→ **TASK STATEMENT**
Only the lines from the one with "If you could point to the bald" onward are wanted, through the last line of the entries, set down exactly.
──────── GIVEN RECORDS
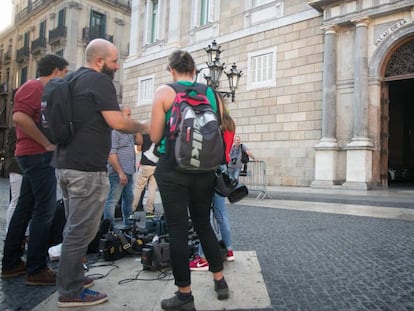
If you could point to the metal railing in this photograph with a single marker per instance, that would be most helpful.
(254, 177)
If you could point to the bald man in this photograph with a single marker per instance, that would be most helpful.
(81, 167)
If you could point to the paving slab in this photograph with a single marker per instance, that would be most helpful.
(131, 288)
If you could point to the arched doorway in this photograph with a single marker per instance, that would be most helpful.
(397, 128)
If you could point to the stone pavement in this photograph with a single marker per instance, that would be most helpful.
(309, 250)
────────────────
→ **TASK ANSWER**
If you could point to the bald man in this photograph with a single marker per instance, that would be most helpful.
(81, 167)
If you could point to the paving slab in this photograph with a single marker per instance, that would be most helpful.
(131, 288)
If you could point to the arched doorway in this photograph with a single marker per instance, that would be most helpful.
(397, 128)
If you could point to the stone pavement in this photograph with a single marker per instance, that would be most helpful.
(309, 250)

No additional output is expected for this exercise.